* _PROBLEM TO WORK ON_
Pick out every line of the material that contains the string "cloudy", matching case exactly.

* _EXCERPTED DATA_
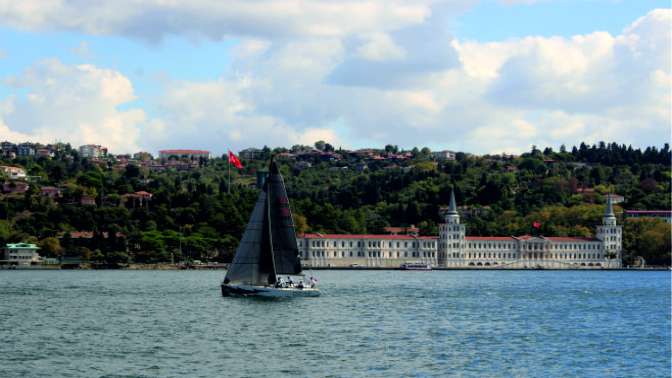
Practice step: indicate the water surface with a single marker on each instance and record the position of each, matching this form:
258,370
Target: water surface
366,323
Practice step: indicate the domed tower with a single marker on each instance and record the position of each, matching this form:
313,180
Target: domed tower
451,236
611,235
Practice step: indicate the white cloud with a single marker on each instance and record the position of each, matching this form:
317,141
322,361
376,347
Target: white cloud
77,104
390,75
154,19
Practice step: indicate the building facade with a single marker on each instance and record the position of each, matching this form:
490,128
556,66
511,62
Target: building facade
454,249
189,154
21,254
665,215
92,151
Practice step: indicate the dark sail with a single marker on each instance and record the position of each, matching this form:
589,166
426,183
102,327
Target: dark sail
285,250
253,263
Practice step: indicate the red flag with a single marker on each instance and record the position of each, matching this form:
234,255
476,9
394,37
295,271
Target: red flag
233,159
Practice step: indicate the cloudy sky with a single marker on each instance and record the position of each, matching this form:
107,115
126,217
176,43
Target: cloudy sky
483,76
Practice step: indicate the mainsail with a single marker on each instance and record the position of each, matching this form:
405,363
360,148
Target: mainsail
285,250
268,246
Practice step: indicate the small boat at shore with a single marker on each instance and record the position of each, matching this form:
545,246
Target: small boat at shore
415,266
268,253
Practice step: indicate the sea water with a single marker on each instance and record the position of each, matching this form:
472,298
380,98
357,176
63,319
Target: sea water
365,324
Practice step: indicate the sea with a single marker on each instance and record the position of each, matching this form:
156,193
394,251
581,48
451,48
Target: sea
116,323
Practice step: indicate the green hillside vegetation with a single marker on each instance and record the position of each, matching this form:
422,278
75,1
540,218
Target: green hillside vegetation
192,214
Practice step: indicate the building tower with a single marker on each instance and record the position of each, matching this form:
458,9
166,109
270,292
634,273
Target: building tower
611,236
451,235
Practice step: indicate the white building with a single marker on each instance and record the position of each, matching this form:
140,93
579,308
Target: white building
453,249
181,153
665,215
21,254
92,151
443,155
13,172
389,251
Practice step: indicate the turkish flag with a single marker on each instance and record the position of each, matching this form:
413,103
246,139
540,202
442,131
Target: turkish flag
233,159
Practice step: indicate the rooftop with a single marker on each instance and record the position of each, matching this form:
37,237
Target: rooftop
366,236
184,152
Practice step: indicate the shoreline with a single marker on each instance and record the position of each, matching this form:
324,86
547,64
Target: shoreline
88,266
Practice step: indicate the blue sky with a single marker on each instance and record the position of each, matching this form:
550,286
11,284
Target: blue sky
238,78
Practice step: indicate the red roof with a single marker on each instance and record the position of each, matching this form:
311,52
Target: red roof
366,236
489,238
527,237
651,212
185,152
570,238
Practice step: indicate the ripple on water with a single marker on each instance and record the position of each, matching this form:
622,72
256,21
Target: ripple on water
375,323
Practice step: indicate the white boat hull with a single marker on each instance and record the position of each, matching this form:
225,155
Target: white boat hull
267,291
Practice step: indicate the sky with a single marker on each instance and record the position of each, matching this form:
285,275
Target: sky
489,76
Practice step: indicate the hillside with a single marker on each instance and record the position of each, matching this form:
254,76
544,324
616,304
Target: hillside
117,208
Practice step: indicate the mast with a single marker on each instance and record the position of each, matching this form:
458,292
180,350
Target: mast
272,278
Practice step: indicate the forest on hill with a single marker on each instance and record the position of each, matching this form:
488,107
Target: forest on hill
104,211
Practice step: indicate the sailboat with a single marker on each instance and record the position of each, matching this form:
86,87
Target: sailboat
268,249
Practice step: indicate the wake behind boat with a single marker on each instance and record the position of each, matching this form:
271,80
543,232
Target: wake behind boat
268,249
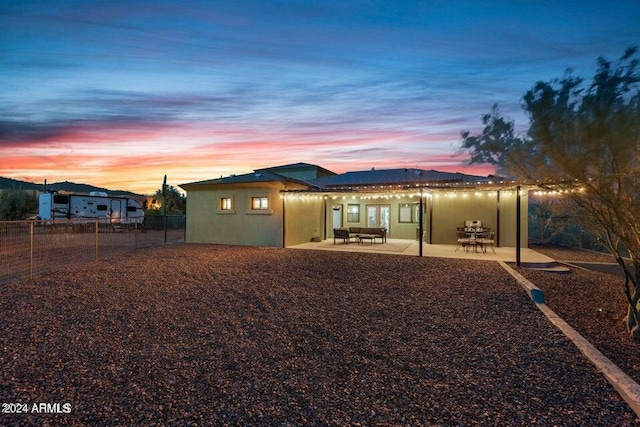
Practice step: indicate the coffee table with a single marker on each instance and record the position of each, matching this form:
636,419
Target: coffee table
370,237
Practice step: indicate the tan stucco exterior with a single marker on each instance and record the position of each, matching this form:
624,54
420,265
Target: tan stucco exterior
310,215
207,222
291,209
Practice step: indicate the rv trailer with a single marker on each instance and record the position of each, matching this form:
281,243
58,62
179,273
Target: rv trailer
118,211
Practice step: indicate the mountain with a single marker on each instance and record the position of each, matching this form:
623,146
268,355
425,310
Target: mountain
72,187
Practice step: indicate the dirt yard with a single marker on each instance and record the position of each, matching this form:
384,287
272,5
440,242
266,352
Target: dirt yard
212,335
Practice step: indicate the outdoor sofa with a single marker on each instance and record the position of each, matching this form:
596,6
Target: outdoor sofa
355,233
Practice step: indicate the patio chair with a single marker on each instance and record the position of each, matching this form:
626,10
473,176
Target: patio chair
488,240
463,240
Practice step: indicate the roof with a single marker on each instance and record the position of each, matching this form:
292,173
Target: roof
395,177
257,176
349,180
296,167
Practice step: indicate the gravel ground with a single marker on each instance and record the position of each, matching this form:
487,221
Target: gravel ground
592,302
213,335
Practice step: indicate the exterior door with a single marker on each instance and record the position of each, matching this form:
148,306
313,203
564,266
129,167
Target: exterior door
115,209
378,216
336,219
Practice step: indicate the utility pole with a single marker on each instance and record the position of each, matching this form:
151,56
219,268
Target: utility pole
164,208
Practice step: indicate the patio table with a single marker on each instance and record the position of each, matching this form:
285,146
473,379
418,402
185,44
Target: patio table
370,237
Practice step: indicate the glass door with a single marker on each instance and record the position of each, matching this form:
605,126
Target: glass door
378,216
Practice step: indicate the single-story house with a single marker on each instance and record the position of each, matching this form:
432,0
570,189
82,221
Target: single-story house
292,204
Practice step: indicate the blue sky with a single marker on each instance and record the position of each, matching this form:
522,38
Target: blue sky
120,93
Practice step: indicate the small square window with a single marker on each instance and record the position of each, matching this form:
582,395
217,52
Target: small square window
353,213
226,204
259,203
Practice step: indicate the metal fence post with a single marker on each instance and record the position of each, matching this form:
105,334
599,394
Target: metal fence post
31,249
97,224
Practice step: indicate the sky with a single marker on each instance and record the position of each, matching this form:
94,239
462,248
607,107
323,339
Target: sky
119,93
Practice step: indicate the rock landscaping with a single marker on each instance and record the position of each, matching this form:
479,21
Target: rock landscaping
212,335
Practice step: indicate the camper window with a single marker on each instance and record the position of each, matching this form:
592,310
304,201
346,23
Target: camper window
59,199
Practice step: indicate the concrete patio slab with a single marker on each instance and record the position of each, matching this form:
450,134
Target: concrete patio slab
411,247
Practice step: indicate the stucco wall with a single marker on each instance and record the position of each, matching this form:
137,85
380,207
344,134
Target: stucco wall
451,210
303,219
397,229
207,223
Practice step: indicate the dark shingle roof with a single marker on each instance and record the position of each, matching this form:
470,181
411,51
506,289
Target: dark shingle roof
262,176
395,177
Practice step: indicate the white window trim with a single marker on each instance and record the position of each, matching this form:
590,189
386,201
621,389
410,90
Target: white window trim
252,211
221,211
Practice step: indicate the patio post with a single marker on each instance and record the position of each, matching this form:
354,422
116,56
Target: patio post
518,226
421,227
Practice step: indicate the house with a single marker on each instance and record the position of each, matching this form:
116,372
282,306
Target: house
292,204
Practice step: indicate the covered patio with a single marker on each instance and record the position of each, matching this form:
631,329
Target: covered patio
529,257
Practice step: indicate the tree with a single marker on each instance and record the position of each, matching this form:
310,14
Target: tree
587,136
497,142
176,202
17,204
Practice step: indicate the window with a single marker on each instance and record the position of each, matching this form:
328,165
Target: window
409,212
226,204
353,213
59,199
259,203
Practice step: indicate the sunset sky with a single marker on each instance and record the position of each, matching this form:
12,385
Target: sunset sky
119,93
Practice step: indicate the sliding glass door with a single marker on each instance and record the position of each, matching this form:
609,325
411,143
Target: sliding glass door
378,216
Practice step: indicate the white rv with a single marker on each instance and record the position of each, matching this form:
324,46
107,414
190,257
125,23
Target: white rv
77,207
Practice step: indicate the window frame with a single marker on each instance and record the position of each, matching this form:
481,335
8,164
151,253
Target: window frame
220,208
353,217
264,206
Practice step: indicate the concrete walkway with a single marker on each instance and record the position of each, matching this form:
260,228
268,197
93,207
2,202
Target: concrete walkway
411,247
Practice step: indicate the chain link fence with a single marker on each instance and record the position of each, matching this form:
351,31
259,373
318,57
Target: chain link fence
29,248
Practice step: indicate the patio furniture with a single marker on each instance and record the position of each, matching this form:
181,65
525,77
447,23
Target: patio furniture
378,232
463,239
488,240
370,237
344,234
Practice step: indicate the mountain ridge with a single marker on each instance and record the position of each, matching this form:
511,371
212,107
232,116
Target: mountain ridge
72,187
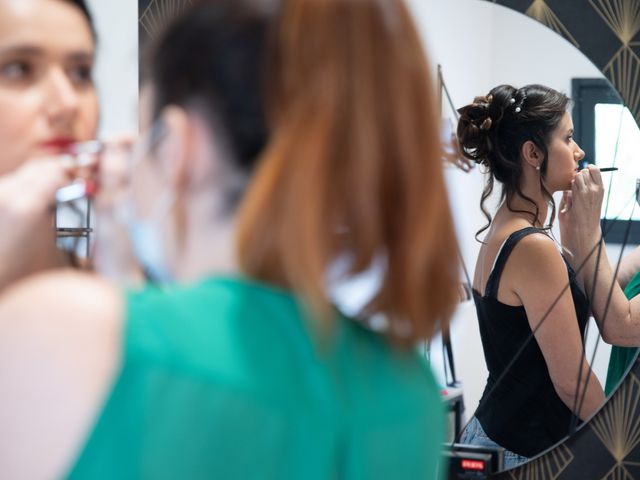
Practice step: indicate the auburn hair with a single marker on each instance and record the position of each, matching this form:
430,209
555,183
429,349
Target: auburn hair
353,168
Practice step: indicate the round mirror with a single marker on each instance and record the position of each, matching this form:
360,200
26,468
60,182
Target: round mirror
566,46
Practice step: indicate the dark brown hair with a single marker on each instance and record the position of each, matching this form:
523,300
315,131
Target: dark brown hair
354,148
492,130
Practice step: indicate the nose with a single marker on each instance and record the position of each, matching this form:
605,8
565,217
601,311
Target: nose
61,97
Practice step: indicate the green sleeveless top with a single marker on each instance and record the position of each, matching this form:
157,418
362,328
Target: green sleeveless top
622,357
222,380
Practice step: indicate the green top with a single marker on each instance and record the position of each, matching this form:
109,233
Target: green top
222,379
622,357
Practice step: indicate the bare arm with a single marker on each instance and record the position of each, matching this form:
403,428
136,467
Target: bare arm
59,351
540,275
618,318
629,266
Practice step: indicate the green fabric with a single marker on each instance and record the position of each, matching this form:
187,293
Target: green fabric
222,380
622,357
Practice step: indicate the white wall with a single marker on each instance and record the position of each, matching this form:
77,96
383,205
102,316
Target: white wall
116,72
480,45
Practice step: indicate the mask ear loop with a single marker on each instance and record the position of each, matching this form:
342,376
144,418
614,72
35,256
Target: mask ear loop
126,211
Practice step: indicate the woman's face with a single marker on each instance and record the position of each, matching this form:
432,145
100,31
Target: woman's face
47,96
564,155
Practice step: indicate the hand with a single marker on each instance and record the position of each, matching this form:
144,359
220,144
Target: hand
27,238
580,209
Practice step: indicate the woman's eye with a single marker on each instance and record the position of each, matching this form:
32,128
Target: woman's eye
15,70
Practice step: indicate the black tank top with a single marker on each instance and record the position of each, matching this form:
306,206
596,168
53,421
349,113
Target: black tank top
523,413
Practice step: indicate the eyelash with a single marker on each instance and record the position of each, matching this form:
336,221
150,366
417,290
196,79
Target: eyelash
17,71
8,70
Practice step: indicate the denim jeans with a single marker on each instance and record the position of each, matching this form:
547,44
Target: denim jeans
474,434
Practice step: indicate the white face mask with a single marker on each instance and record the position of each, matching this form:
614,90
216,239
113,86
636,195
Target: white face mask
145,234
146,240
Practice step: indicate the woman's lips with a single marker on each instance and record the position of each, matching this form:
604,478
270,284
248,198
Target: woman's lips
57,145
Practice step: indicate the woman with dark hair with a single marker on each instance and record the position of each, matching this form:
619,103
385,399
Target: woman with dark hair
242,368
524,137
47,102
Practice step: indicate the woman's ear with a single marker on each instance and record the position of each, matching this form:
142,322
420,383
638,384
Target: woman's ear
174,151
531,154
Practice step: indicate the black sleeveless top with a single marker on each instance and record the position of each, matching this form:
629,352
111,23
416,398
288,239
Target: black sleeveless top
523,413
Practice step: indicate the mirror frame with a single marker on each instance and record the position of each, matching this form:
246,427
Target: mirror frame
608,444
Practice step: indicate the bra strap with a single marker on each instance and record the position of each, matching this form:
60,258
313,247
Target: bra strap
493,282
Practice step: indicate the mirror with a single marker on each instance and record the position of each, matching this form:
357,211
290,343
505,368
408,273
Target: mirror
481,44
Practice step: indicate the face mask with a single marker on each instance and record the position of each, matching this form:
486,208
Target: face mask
145,235
146,240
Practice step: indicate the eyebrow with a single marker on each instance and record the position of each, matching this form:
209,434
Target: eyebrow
30,51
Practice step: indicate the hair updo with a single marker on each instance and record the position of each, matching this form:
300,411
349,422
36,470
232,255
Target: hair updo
492,130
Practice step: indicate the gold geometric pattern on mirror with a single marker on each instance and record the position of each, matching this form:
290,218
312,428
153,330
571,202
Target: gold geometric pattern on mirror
622,16
543,13
618,427
159,13
549,467
623,70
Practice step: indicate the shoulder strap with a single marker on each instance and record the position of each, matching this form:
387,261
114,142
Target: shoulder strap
493,282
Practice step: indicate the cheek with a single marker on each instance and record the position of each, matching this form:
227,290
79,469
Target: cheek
18,128
88,116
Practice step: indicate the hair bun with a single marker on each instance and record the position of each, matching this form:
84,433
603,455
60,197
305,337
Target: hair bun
486,124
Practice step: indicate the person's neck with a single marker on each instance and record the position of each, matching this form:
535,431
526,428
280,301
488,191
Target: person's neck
209,245
522,203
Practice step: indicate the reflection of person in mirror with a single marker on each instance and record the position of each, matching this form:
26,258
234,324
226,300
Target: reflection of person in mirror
47,102
241,367
617,311
524,138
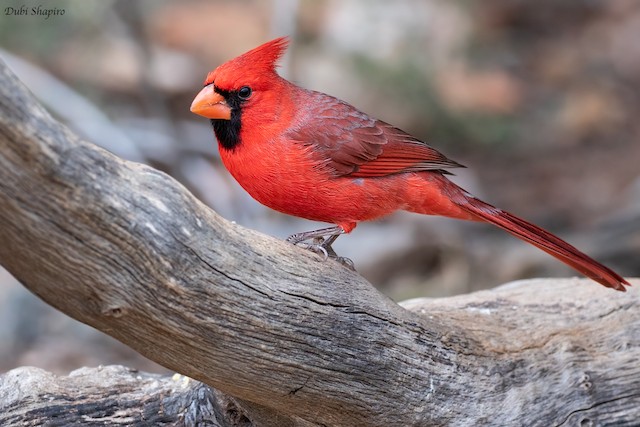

* _PROBLEM SOLUTION_
Practice step: indicate the cloudy sky with a single marker on each instance and record the position of each, matching this form:
Target: cloudy sky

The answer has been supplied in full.